* **Instruction**
Copy the items word for word, starting at the line that contains "Target: cloudy grey sky" and continuing through the end of the items.

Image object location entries
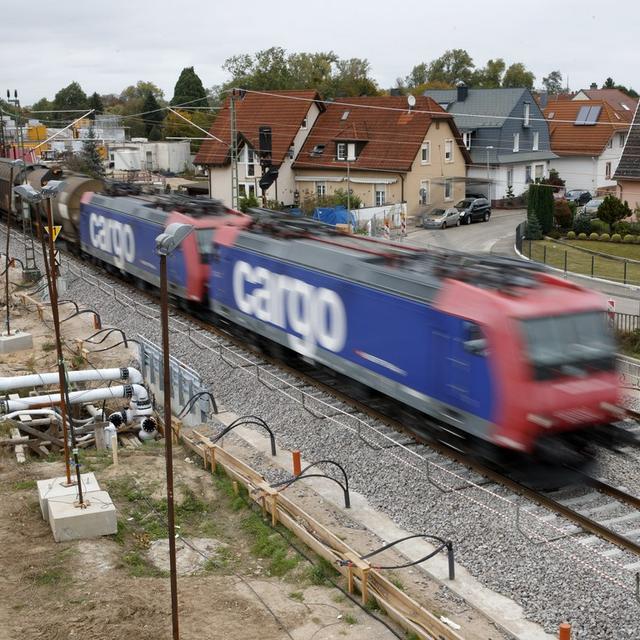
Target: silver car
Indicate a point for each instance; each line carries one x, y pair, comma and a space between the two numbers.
441, 218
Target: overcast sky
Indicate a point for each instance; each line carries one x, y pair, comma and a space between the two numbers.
107, 46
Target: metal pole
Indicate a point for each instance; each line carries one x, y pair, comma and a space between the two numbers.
168, 440
6, 262
53, 297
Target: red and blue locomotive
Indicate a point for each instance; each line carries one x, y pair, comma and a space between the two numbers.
501, 356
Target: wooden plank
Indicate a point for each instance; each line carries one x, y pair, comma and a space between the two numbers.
19, 448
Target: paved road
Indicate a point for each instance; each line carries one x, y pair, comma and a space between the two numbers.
497, 236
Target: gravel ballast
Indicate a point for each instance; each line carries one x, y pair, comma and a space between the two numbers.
553, 576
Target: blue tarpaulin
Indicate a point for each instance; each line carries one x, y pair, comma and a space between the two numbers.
334, 215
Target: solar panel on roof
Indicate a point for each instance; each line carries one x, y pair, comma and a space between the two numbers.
581, 118
593, 114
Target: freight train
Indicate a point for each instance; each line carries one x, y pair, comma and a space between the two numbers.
504, 360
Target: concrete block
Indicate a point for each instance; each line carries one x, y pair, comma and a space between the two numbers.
70, 522
56, 488
15, 342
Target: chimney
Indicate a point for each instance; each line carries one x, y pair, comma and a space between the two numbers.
543, 99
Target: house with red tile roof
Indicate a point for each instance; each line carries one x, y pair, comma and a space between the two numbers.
289, 114
628, 172
588, 137
619, 101
385, 151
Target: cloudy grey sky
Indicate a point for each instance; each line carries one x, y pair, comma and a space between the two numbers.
109, 45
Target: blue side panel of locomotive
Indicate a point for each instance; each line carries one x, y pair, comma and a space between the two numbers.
127, 241
327, 317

* **The solution**
Target: cloudy grey sky
Indicate a point for each instance; each line carries one x, y pair, comma and a space between the two numbers.
109, 45
Target: blue side panel of locomotive
Indicate a point for each instance; each line carries one x, y pair, comma and a space between the two numbers.
127, 241
327, 317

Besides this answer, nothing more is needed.